### Source text
#####
SAMUEL JUMA MANYONGE v REPUBLIC [2011] KEHC 4254 (KLR) | Sexual Offences | Esheria

SAMUEL JUMA MANYONGE v REPUBLIC [2011] KEHC 4254 (KLR)

Full Case Text

REPUBLIC OF KENYA

IN THE HIGH COURT AT BUNGOMA

CRIMINAL APPEAL NO.39 OF 2009

(Appeal originating from BGM CM CR. NO.186 of 2009)

SAMUEL JUMA MANYONGE.....................................APPELLANT

~VRS~

REPUBLIC...................................................................RESPONDENT

JUDGMENT

The Appellant Samuel Juma Manyonge was convicted by Bungoma Resident Magistrate of the offence of an indecent act with a child contrary to section 11 (1) of the Sexual Offences Act. He was sentenced to serve fifteen (15) years imprisonment.

In his amended grounds of appeal the Appellant dwells more on the sentence than the conviction. He pleads with the court to give him a lenient sentence so that he may join the rest of his family and follow up inheritance of his elderly parents’ property. The Appellant has also complained that his constitutional rights were denied when police detained him for seven days in police custody.
#####
### Entries shown
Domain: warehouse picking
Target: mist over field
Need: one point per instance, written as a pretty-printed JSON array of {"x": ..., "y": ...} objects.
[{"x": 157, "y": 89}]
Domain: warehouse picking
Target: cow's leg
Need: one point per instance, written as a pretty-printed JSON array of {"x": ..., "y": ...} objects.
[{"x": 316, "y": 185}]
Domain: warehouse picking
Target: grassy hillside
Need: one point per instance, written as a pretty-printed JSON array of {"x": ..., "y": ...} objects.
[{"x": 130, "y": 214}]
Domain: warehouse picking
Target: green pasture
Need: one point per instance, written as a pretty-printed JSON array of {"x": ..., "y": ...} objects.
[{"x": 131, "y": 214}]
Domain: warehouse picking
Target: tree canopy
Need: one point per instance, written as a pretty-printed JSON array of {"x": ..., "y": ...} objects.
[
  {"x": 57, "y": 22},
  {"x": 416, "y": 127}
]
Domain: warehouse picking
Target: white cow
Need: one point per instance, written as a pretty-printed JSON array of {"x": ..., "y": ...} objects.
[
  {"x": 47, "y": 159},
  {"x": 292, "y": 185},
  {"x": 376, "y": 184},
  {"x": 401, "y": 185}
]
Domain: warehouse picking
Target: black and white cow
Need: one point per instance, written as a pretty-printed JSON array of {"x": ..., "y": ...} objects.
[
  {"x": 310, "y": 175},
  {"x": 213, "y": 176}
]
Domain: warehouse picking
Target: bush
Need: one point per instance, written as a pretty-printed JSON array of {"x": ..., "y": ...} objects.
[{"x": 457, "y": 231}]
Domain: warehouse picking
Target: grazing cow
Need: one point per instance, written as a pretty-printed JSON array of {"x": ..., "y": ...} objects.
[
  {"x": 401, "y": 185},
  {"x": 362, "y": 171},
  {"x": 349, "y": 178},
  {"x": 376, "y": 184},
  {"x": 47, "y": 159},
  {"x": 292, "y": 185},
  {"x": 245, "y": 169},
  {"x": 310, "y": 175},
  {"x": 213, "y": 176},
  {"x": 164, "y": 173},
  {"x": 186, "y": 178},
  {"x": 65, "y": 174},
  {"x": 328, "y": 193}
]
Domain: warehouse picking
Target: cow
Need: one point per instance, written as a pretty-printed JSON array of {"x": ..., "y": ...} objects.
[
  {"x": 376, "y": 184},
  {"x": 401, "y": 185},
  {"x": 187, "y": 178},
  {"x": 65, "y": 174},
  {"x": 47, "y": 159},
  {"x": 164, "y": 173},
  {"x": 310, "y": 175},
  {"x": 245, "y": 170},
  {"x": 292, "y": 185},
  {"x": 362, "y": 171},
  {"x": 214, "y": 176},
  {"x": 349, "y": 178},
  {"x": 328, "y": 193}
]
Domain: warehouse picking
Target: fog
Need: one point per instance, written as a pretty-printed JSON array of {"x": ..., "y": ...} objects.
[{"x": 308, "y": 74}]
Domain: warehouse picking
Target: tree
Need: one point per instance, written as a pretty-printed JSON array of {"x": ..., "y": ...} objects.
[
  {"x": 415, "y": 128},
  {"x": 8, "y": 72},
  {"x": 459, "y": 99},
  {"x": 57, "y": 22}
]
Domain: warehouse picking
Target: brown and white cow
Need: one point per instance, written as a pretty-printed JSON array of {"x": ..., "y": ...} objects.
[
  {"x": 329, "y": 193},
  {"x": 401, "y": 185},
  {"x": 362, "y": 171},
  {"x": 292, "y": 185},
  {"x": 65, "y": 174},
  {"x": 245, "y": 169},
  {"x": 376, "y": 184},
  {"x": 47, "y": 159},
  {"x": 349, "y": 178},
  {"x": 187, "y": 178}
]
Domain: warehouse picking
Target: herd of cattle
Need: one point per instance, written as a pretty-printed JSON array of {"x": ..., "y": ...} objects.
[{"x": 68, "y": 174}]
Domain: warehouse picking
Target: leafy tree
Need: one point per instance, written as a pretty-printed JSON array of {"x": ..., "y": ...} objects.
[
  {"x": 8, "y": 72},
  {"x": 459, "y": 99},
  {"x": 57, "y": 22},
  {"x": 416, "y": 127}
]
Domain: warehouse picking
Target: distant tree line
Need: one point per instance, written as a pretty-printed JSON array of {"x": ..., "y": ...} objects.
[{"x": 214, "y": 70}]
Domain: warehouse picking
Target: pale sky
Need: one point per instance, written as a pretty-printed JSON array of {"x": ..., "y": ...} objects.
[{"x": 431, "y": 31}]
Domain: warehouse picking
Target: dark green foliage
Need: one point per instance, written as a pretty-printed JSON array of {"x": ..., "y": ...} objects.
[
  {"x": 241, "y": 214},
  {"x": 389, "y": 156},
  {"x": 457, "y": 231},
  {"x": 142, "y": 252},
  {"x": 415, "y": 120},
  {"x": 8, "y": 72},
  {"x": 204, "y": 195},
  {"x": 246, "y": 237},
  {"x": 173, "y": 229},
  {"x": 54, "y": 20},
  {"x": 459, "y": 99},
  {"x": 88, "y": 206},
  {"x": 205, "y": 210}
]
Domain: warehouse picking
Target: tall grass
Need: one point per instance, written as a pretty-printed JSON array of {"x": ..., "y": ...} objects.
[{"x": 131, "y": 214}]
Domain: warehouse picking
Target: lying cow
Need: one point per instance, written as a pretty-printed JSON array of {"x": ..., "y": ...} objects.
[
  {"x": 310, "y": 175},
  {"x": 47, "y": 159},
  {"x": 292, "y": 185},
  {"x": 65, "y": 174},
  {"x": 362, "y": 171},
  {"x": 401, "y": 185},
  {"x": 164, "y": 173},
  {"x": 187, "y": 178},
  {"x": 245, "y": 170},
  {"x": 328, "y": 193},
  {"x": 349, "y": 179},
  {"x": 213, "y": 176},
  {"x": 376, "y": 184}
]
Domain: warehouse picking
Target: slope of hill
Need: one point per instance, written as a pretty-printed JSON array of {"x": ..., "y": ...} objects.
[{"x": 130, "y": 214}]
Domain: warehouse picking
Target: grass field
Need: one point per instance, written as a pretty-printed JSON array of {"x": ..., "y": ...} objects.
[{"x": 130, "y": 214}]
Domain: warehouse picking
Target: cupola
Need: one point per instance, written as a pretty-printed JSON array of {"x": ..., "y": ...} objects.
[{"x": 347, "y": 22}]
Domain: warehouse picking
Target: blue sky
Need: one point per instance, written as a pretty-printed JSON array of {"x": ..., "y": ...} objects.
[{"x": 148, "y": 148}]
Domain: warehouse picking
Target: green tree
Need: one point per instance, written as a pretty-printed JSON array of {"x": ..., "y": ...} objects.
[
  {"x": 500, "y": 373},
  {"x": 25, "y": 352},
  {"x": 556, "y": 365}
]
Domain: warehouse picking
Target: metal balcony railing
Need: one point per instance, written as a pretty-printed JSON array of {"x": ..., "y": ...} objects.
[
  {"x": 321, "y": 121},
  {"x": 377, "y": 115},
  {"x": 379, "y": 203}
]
#####
### Required tasks
a) Answer these questions from the judgment:
(i) In which court was the appeal heard?
(ii) What sentence did the Appellant receive?
(iii) For how many days does the Appellant say police kept him in custody?
b) Retype the part of the judgment starting with "The Appellant Samuel" and going on through "in police custody.", without changing any character.

### Solutions to the exercise
a)
(i) The High Court at Bungoma.
(ii) Fifteen (15) years imprisonment.
(iii) Seven days.

b)
The Appellant Samuel Juma Manyonge was convicted by Bungoma Resident Magistrate of the offence of an indecent act with a child contrary to section 11 (1) of the Sexual Offences Act. He was sentenced to serve fifteen (15) years imprisonment.

In his amended grounds of appeal the Appellant dwells more on the sentence than the conviction. He pleads with the court to give him a lenient sentence so that he may join the rest of his family and follow up inheritance of his elderly parents’ property. The Appellant has also complained that his constitutional rights were denied when police detained him for seven days in police custody.